* [Assignment]
Each line from the one containing "Target: blue parking sign" to the final line of the listing below must be transcribed exactly; all others are left out.

* [Material provided]
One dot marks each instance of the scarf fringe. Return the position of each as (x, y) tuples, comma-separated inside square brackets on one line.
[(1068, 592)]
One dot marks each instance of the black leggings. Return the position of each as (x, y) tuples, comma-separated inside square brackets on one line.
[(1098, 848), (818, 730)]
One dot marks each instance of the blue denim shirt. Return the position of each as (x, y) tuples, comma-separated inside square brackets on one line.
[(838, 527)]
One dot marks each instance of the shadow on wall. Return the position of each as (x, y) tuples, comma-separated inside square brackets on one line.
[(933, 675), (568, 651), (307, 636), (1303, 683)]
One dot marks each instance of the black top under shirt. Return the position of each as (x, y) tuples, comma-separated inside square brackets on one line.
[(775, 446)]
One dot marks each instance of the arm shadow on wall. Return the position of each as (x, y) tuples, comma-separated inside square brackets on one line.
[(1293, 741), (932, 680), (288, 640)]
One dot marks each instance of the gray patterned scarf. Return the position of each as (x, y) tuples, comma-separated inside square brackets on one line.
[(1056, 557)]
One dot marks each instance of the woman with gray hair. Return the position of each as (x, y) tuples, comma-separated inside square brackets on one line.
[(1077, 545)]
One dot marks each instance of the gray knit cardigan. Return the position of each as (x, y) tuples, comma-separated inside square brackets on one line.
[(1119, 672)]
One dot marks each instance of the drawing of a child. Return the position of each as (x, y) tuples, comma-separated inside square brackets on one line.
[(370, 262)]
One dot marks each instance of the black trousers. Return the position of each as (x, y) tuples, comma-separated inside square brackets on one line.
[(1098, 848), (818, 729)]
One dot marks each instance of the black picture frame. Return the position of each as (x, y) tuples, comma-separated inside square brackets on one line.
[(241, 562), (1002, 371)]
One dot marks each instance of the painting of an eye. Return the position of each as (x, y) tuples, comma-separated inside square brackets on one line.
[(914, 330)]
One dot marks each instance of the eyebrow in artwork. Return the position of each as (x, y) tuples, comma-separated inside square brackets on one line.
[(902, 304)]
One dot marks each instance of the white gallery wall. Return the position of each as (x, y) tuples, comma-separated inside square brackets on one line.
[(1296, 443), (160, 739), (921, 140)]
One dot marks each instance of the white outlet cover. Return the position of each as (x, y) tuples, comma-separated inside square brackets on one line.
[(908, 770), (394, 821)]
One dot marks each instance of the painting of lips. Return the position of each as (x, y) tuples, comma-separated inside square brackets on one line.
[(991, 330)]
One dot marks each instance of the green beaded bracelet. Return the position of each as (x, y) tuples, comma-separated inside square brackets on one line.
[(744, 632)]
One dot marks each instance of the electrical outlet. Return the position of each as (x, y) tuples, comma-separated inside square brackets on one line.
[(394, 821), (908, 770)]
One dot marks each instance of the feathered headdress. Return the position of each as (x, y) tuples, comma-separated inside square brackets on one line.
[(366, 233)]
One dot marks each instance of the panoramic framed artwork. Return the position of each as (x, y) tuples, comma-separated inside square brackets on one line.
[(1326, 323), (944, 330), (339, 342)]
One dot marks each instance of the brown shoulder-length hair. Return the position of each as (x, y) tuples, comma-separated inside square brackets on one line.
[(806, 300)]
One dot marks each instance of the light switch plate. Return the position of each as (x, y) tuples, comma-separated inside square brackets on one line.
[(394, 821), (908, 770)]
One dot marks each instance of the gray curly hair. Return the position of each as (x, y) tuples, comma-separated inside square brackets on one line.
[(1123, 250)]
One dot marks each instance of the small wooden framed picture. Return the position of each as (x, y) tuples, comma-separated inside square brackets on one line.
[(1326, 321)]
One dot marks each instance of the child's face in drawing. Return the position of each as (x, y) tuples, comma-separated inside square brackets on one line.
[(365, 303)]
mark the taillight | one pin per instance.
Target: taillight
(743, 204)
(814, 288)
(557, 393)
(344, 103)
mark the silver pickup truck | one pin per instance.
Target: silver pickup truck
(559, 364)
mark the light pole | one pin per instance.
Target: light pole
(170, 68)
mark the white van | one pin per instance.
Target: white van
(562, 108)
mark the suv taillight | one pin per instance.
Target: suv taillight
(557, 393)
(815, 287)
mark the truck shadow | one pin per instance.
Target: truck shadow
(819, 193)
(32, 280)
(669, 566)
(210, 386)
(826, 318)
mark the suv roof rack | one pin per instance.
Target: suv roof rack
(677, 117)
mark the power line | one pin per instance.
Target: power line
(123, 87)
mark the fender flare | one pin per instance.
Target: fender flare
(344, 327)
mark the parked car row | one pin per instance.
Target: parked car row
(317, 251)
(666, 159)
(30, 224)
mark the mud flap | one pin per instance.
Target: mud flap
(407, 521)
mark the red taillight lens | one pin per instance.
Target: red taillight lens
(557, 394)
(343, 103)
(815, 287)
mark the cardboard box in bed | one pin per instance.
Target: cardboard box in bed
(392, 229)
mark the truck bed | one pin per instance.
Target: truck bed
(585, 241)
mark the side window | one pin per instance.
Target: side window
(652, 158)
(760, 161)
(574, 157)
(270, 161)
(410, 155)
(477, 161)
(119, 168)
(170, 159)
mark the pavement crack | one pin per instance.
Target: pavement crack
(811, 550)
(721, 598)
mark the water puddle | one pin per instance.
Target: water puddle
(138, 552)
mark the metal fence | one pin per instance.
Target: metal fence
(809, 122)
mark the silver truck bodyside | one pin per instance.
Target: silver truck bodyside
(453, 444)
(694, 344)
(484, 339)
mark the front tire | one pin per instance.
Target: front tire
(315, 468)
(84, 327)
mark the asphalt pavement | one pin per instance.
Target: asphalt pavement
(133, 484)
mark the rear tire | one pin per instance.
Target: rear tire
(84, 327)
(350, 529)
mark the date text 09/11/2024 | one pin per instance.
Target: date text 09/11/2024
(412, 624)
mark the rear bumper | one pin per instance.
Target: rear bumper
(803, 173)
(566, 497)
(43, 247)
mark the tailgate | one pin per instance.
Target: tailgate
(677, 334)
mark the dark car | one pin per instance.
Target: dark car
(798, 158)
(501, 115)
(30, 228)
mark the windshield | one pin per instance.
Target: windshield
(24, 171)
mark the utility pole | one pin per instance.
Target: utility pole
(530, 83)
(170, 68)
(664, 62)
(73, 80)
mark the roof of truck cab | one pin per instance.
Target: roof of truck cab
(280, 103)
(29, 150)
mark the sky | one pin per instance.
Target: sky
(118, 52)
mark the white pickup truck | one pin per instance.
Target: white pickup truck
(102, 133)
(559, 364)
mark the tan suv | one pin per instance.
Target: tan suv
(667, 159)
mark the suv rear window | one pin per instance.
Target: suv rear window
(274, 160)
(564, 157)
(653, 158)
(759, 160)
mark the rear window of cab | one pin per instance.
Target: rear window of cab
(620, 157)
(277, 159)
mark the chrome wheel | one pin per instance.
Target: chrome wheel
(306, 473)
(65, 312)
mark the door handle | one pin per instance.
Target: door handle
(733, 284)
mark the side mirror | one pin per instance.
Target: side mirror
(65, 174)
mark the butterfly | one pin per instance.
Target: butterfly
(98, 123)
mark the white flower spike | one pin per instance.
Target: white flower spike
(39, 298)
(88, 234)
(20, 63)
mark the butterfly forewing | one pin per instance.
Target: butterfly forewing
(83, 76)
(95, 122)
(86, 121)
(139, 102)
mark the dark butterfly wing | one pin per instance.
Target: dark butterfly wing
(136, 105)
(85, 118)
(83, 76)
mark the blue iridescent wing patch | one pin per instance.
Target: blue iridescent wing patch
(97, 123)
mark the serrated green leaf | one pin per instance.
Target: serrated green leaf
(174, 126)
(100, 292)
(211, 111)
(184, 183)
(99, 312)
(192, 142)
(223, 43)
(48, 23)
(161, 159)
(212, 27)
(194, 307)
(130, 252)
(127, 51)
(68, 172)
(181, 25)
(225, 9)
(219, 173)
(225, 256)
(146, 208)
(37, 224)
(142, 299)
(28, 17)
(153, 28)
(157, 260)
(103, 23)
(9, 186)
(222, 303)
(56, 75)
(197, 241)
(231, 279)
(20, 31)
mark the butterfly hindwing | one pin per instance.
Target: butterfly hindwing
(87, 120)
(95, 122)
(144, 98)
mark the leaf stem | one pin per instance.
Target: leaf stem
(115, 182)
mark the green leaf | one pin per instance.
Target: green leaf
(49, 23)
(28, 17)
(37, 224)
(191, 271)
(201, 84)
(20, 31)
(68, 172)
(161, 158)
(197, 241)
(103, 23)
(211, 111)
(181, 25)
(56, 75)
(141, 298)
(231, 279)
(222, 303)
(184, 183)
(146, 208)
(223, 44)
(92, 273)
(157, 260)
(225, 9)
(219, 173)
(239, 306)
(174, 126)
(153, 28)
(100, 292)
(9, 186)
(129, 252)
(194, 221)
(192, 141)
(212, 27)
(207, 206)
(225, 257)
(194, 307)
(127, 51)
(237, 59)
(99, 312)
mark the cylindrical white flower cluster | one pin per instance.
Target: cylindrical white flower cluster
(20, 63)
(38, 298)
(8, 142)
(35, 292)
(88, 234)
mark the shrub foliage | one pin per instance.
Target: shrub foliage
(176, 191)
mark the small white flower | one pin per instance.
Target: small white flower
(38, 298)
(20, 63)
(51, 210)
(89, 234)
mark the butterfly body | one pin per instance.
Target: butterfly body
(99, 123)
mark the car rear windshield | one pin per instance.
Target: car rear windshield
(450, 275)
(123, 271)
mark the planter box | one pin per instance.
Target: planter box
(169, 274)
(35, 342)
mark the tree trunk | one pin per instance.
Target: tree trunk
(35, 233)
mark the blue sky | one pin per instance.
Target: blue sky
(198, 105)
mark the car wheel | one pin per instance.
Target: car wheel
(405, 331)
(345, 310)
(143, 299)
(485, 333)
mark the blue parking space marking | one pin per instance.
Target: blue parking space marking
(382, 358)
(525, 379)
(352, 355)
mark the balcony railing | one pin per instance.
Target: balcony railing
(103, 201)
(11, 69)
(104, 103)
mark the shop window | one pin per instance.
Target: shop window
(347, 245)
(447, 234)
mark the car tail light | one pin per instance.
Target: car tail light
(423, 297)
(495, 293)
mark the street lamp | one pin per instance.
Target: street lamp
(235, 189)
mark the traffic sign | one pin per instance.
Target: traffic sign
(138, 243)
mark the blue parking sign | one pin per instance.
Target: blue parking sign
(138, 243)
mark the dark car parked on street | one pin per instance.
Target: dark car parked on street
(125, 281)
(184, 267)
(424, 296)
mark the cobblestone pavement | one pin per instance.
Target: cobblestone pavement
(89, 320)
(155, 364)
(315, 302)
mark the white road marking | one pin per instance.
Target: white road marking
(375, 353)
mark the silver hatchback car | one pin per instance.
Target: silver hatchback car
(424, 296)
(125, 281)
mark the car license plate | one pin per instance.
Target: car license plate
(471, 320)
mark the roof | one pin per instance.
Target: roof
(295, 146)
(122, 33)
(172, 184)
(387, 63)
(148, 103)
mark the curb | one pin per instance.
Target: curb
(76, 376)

* [Expected answer]
Target: blue parking sign
(138, 243)
mark the dark car parked on street | one pin per instance.
Target: dark car parked on street
(125, 281)
(184, 267)
(424, 296)
mark the cobblestone pavement | one pin per instance.
Target: cobblestone pavement
(89, 320)
(155, 364)
(315, 302)
mark the white road marking | one pin per instance.
Target: white road marking
(375, 353)
mark the silver hatchback car | one pin per instance.
Target: silver hatchback car
(424, 296)
(125, 281)
mark the car license plate | one pin per instance.
Target: car license plate
(471, 320)
mark the roof | one pin per instance.
Target: roof
(295, 146)
(122, 33)
(172, 184)
(387, 63)
(148, 103)
mark the curb | one pin per instance.
Target: curb
(76, 376)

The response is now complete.